*Source text*:
◆ ◆ ◆
I guess I will need more information from you about this :-(

1. I don't know, that is the purpose of that sockets, I don't think, it is related to the connection to much

Let's look on the results of lsof command for ODB Server process, from the 2 lines the first one is TCP connection from explorer.
This disappear when explorer is closed (or File->Close Connection is used), the same way, when our application is running, those connections are not created indefinitely (we are using up to 20), but the socket stays there for longer period of time.

java    17888  odb   14u  IPv6           31439922       0t0      TCP localhost:zabbix-agent->localhost:52842 (ESTABLISHED)
java    17888  odb   65u  sock                0,9       0t0 31404976 protocol: TCPv6

2. I did some testing with running ObjectDB Server, and did all connections from explorer only.
I was working with 2 DB files (firstdb and seconddb) and on the end of the line I wrote number of sockets, which ObjectDB Server has currently in use. I guess it kind of work correctly as the sockets were not increasing indefinitely, but still I don't get, why some times it openes 70 sockets at once, and if I tried same operation again with freshly started ObjectDB Server it did not opened single one.
The results written bellow are steps done on 1 running ObjectDBServer without restarts, also explorer was single instance, just closing and reopening again the connection. So I assume in bad case when opening more database files it can easily pass file systems limits. I had 72 sockets opened at one time using single TCP connection.


The results were following:
01_firstdb open (connected using explorer) 22 sockets open (in total)
02_firstdb closed connection (File->Close connection) 22 sockets open
03_firstdb open second time 22 sockets open
04_firstdb closed connection 22 sockets open
05_seconddb open and closed 22 sockets open
06_seconddb open 22 sockets open
07_seconddb open entity in tree view 0 sockets open
08_firstdb open 0 sockets
08_2_firstdb closed 0 sockets
09_firstdb open 72 sockets open
09_2_firstdb closed 72 sockets open
10_firstdb open 72 sockets open
10_2_firstdb closed 72 sockets open
11_seconddb open 72 sockets open
12_seconddb open entity in tree view 46 sockets open
12_seconddb closed 46 sockets open
13_seconddb open 46 sockets open
14_seconddb open entity in tree mode 47 sockets open
15_firstdb open 47 sockets open
16_firstdb open entity in tree view 47 sockets open
16_2_firstdb closed 47 sockets open
17_seconddb open and also open entity in tree view 1 socket open
18_firstdb open 1 socket open
18_2 firstdb closed 1 socket open
19_firstdb open 1 socket open
19_2firstdb closed
20_firstdb open and open entity in tree view 1 socket open
20_2firstdb closed
21_seconddb open 1 socket open 1 socket open
22_seconddb open entity in tree view 0 sockets open
22_2 seconddb closed
23_firstdb open 0 sockets open
24_seconddb open entity in tree view 1 socket open

edit
delete
#4

This is an interesting test, thanks for sharing. It is difficult to understand and explain some of the data, such as the 22 open sockets on just opening the first database at the beginning.
◆ ◆ ◆
*Complete the following*:
a) Answer from the ObjectDB socket thread:
(i) What are the names of the two DB files used in the testing?
(ii) Up to how many connections does the application use?
(iii) How many sockets were open at one time using a single TCP connection?
b) Transcribe the ObjectDB socket thread, starting at "The results written" and ending at "open (in total)".
The lines that come after the ObjectDB socket thread aren't needed for anything here.

*Supplied material*:
◆ ◆ ◆
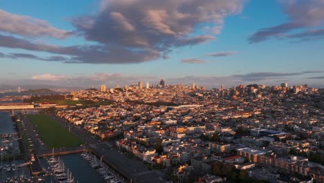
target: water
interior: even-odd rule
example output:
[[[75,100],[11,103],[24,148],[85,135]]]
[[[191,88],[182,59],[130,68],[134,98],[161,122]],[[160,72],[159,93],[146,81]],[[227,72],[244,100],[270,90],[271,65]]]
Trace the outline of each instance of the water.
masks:
[[[83,159],[79,154],[61,156],[65,167],[72,172],[74,177],[74,182],[105,182],[94,169],[89,165],[88,162]]]
[[[0,134],[17,132],[14,124],[9,112],[0,112]]]
[[[5,157],[3,157],[3,161],[2,162],[2,164],[3,166],[5,166],[6,164],[11,165],[11,164],[13,162],[13,161],[9,161],[9,162],[4,161],[4,159],[6,159]],[[16,164],[16,166],[18,166],[24,163],[24,162],[22,159],[16,159],[15,161],[15,164]],[[28,166],[21,166],[19,168],[17,168],[15,171],[10,171],[8,172],[5,170],[0,170],[0,182],[3,182],[3,181],[6,180],[7,177],[19,177],[21,175],[23,175],[26,177],[30,177],[30,174],[29,168]]]

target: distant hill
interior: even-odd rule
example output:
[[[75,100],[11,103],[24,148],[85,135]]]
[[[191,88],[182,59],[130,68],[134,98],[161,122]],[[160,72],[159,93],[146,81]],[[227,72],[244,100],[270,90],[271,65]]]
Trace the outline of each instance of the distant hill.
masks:
[[[21,92],[21,93],[37,93],[37,94],[43,94],[43,93],[55,93],[55,92],[49,89],[28,89],[26,91]]]

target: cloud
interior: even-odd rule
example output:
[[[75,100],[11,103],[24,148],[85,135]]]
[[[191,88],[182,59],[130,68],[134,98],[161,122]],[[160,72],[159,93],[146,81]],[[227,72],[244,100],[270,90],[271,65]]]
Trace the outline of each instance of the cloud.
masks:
◆ ◆ ◆
*Full solutions*:
a)
(i) firstdb and seconddb
(ii) Up to 20
(iii) 72

b)
The results written bellow are steps done on 1 running ObjectDBServer without restarts, also explorer was single instance, just closing and reopening again the connection. So I assume in bad case when opening more database files it can easily pass file systems limits. I had 72 sockets opened at one time using single TCP connection.


The results were following:
01_firstdb open (connected using explorer) 22 sockets open (in total)